> Excerpt provided
+===+

Friday, April 18, 2008

The shoes you lent me, they don't seem to fit the same.

While I try to juggle building a webzine, turning a company into a small press (how? HOW?!), interviewing authors, and developing children's books with queer/feminist leanings, I try to find ways to keep grounded, ways to bind those little nooks in my brain so they don't unravel and leave a weird film all over the place. This week I dug under my bed and found the album that defined my adolescence, for better or for worse. And that album was...

theSTART's Shakedown!

I don't know if anyone else remembers this or if I'm the only one at this point, but this was maybe one of the first albums in that annoying wave of new-new wave back in 2001. But it was good. Really fucking good. Throw in a little No Doubt, a little Immaculate Collection, a little Siouxsie Sioux from her Superstition era, and you've got Aimee Echo telling me to put on some new dancing shoes and dance to whatever I want to dance to. It was like a poppier version of the Footloose moral.

+===+

> Problem requirements
Could you return the part of the blog post from "I don't know" to "the Footloose moral.", word for word? The lines after this point come from a separate source unrelated to the blog post.

+===+

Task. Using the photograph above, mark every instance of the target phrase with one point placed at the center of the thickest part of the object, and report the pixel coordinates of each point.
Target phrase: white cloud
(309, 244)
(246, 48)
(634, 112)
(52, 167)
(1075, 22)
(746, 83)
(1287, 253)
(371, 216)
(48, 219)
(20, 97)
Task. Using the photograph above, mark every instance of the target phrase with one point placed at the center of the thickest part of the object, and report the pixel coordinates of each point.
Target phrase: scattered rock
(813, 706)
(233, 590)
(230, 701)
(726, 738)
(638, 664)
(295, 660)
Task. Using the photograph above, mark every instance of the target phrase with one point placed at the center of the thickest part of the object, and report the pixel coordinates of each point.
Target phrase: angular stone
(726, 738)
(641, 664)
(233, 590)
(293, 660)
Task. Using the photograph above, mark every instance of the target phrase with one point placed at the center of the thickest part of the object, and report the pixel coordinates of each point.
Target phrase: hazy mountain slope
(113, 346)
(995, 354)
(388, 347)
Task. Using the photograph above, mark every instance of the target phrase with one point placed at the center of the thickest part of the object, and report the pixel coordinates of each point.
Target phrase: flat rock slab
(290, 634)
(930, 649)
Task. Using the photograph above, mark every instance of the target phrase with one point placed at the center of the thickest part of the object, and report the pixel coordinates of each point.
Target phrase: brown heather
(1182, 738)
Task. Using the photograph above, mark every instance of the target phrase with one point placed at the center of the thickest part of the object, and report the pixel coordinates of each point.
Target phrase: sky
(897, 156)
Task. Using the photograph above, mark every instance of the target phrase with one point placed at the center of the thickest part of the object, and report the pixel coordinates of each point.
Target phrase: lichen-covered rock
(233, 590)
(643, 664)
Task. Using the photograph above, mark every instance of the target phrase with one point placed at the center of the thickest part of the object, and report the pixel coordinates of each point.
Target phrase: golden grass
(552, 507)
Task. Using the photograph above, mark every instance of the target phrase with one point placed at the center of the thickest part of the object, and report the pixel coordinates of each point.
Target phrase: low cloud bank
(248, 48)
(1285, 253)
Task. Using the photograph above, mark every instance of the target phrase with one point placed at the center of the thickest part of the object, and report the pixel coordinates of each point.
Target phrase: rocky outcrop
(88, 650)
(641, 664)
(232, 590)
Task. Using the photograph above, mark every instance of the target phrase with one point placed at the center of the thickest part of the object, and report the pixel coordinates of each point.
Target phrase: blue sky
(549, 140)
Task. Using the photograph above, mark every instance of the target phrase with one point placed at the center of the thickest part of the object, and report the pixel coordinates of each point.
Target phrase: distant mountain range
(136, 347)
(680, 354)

+===+

> Response below
I don't know if anyone else remembers this or if I'm the only one at this point, but this was maybe one of the first albums in that annoying wave of new-new wave back in 2001. But it was good. Really fucking good. Throw in a little No Doubt, a little Immaculate Collection, a little Siouxsie Sioux from her Superstition era, and you've got Aimee Echo telling me to put on some new dancing shoes and dance to whatever I want to dance to. It was like a poppier version of the Footloose moral.